Work order: Repeat the entries below exactly as they appear, with no pictures.
::: Recorded information :::
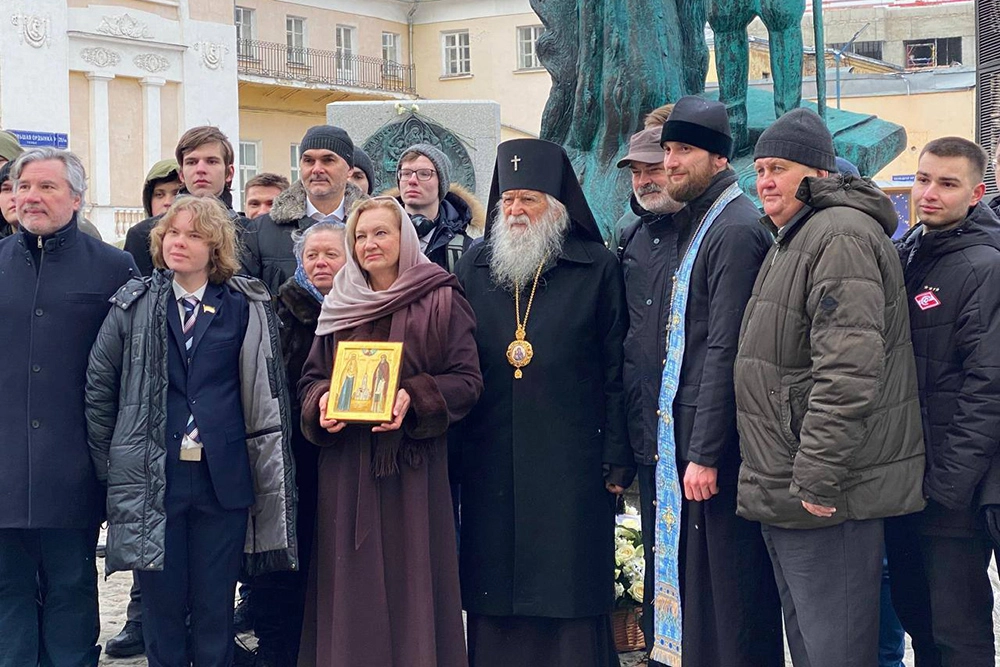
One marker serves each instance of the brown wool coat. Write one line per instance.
(384, 587)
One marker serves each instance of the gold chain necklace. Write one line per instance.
(520, 352)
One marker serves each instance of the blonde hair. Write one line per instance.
(362, 205)
(209, 219)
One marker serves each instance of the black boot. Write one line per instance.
(126, 643)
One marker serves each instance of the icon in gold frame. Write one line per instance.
(364, 381)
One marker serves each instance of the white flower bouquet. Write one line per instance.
(630, 566)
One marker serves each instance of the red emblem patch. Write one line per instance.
(927, 300)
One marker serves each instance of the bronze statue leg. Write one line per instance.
(729, 19)
(692, 16)
(783, 19)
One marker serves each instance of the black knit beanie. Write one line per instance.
(332, 139)
(442, 165)
(699, 122)
(799, 136)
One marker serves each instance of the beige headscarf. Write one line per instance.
(352, 301)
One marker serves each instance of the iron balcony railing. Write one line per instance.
(334, 68)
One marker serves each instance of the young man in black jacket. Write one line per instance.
(938, 558)
(205, 158)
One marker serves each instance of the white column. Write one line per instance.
(100, 139)
(151, 108)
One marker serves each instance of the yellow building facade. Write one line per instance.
(122, 79)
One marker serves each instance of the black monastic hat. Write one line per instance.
(536, 164)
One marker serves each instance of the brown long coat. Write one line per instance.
(383, 588)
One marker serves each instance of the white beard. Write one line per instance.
(517, 253)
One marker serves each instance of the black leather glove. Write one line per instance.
(991, 514)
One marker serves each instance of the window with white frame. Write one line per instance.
(244, 18)
(249, 160)
(455, 52)
(527, 38)
(295, 38)
(345, 53)
(293, 155)
(390, 55)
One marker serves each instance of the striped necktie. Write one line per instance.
(190, 304)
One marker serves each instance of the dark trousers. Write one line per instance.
(53, 568)
(133, 612)
(942, 593)
(829, 581)
(202, 557)
(279, 598)
(891, 637)
(730, 604)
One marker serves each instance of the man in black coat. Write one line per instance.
(205, 157)
(447, 216)
(725, 575)
(322, 194)
(545, 451)
(938, 558)
(53, 299)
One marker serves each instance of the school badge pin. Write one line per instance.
(927, 300)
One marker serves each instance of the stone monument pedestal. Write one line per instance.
(467, 131)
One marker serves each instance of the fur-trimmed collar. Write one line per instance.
(478, 222)
(300, 303)
(290, 206)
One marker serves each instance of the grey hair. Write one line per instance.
(299, 238)
(75, 174)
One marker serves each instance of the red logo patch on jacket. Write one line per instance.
(927, 300)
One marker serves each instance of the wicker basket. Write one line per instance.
(628, 632)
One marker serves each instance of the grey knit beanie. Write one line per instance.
(332, 139)
(799, 136)
(440, 161)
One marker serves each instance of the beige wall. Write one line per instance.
(214, 11)
(276, 132)
(925, 116)
(126, 132)
(321, 26)
(138, 5)
(79, 120)
(126, 135)
(493, 52)
(170, 110)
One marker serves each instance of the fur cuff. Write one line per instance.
(428, 415)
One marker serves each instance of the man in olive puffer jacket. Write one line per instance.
(826, 394)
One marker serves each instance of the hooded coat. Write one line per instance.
(953, 290)
(267, 242)
(460, 215)
(826, 385)
(126, 399)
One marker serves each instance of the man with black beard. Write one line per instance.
(688, 276)
(545, 451)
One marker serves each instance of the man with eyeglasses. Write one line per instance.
(447, 216)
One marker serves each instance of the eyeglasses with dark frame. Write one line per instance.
(422, 174)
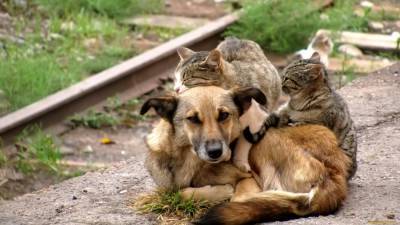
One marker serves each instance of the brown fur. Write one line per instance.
(301, 169)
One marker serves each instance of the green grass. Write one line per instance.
(171, 204)
(37, 149)
(69, 41)
(3, 158)
(94, 120)
(382, 15)
(286, 26)
(112, 9)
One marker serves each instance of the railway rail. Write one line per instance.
(131, 78)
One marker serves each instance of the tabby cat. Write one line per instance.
(234, 63)
(312, 100)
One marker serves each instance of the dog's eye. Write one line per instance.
(194, 119)
(222, 116)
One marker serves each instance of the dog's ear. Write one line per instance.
(184, 53)
(242, 98)
(164, 106)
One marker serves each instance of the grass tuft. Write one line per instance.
(170, 206)
(37, 149)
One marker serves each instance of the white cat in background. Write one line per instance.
(322, 44)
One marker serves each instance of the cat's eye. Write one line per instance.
(194, 119)
(223, 116)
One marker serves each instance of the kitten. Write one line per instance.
(234, 63)
(322, 44)
(313, 101)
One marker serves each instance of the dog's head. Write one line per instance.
(206, 117)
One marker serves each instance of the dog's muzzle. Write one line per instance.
(214, 151)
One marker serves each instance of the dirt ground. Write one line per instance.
(103, 197)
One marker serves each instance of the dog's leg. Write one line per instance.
(245, 186)
(215, 193)
(269, 179)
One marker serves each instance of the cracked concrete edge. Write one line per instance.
(377, 97)
(102, 197)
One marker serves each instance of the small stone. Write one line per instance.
(23, 4)
(60, 209)
(350, 50)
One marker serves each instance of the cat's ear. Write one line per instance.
(164, 106)
(184, 53)
(213, 59)
(315, 56)
(242, 98)
(317, 71)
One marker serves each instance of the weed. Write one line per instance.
(286, 26)
(162, 33)
(42, 66)
(3, 158)
(171, 204)
(94, 120)
(36, 148)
:::
Finished exercise:
One marker serves each instance of the brown wool coat. Write one line per instance.
(384, 587)
One marker serves each instance of the gold chain necklace. Write one line per instance.
(520, 352)
One marker serves each instance of the blonde hair. Write one line per instance.
(362, 205)
(209, 219)
One marker serves each instance of the black boot. Write one line per instance.
(126, 643)
One marker serves each instance of the icon in gold frame. Write one line per instance.
(364, 381)
One marker serves each instance of the white flower bouquet. Write one line per instance.
(630, 566)
One marker serves each instance of the red emblem patch. Write one line per instance.
(927, 300)
One marker serves each instance of the bronze statue leg. Write one line per instance.
(729, 19)
(692, 16)
(783, 19)
One marker serves each instance of the black knit beanie. Write one line per instance.
(332, 139)
(442, 165)
(699, 122)
(799, 136)
One marker serves each instance of the beige headscarf. Write one line per instance.
(352, 301)
One marker serves each instance of the iron balcony railing. Write one line per instance.
(334, 68)
One marker serves each instance of the young man in black jacket. Write one line per instance.
(938, 558)
(205, 158)
One marker serves each instance of the white column. Write one line per instance.
(100, 139)
(151, 108)
One marker serves each instance of the yellow building facade. Write one line per instance.
(122, 79)
One marker serves each instance of the black monastic hat. Write one line per instance.
(536, 164)
One marker serves each instance of the brown long coat. Write one line per instance.
(383, 588)
One marker serves each instance of the white beard. Write one line per instance.
(517, 253)
One marker serves each instance of the black leather glove. Write one line per instance.
(991, 514)
One marker serves each instance of the window with white frame. Write one line per instance.
(244, 18)
(249, 160)
(455, 52)
(527, 38)
(295, 38)
(345, 53)
(293, 155)
(390, 55)
One marker serves each instance of the striped necktie. Write one line per instance.
(190, 304)
One marker serves each instance of the dark trousers. Write one line per instance.
(53, 568)
(133, 612)
(942, 593)
(829, 581)
(202, 557)
(279, 598)
(891, 637)
(730, 604)
One marker serves each instance of the man in black coat. Write one line per instance.
(205, 157)
(447, 216)
(725, 575)
(322, 194)
(545, 451)
(938, 558)
(53, 299)
One marker serves each instance of the school badge pin. Write one line per instance.
(927, 300)
One marker serves each instance of the stone monument pedestal. Write one line per instance.
(467, 131)
One marker serves each instance of the fur-trimmed collar. Write one line per instance.
(478, 222)
(300, 303)
(290, 206)
One marker serves each instance of the grey hair. Write one line per instance.
(299, 238)
(75, 174)
One marker serves each instance of the red logo patch on jacket. Write one line per instance.
(927, 300)
One marker serves each instance of the wicker basket. Write one line per instance.
(628, 632)
One marker serves each instance of the grey knit beanie. Write one line per instance.
(332, 139)
(799, 136)
(440, 161)
One marker serves each instance of the beige wall. Write one line per instance.
(214, 11)
(276, 132)
(925, 116)
(126, 132)
(321, 26)
(138, 5)
(79, 120)
(126, 135)
(493, 52)
(170, 110)
One marker serves each instance of the fur cuff. Write one line per instance.
(428, 415)
One marker serves each instance of the man in olive puffer jacket. Write one line per instance.
(826, 394)
One marker serves each instance of the hooded coat. Write one line per instance.
(953, 290)
(267, 242)
(460, 215)
(826, 385)
(126, 399)
One marker serves each instance of the man with black beard. Write one line per instance.
(688, 276)
(545, 451)
One marker serves each instance of the man with eyeglasses. Write one line per instance.
(447, 216)
One marker serves each instance of the eyeglasses with dark frame. Write one line per instance.
(422, 174)
One marker serves each instance of the brown fur. Write one line per instance.
(301, 169)
One marker serves each instance of the green grass. Write one line per instance.
(171, 204)
(37, 149)
(69, 41)
(3, 158)
(94, 120)
(382, 15)
(286, 26)
(112, 9)
One marker serves each instance of the railway rail. Write one line per instance.
(131, 78)
One marker serves each instance of the tabby cat. Write one line per instance.
(234, 63)
(312, 100)
One marker serves each instance of the dog's eye. Write one line per instance.
(194, 119)
(222, 116)
One marker serves each instance of the dog's ear. Write one line per instance.
(184, 53)
(242, 98)
(164, 106)
One marker serves each instance of the grass tuft. Write one line per instance.
(170, 206)
(37, 149)
One marker serves each instance of the white cat in background. Write one line per instance.
(322, 44)
One marker serves each instance of the cat's eye. Write one line per instance.
(194, 119)
(223, 116)
One marker serves each instance of the kitten. Write one line per instance.
(234, 63)
(322, 44)
(313, 101)
One marker serves each instance of the dog's head. Write one line per instance.
(206, 117)
One marker serves each instance of the dog's muzzle. Write one line per instance.
(214, 151)
One marker serves each instance of the dirt ground. Write one line per instance.
(103, 197)
One marker serves each instance of the dog's leg. Write one line per instance.
(245, 186)
(215, 193)
(269, 179)
One marker serves each instance of the cracked concrete edge. Write one line per instance.
(377, 97)
(102, 197)
One marker serves each instance of the small stone. Write one line per instance.
(23, 4)
(60, 209)
(350, 50)
One marker serves each instance of the cat's ear. Write one line per instance.
(164, 106)
(184, 53)
(213, 59)
(315, 56)
(242, 98)
(317, 71)
One marker serves each instance of the weed. Write one line per instance.
(286, 26)
(162, 33)
(42, 66)
(3, 158)
(171, 204)
(94, 120)
(36, 148)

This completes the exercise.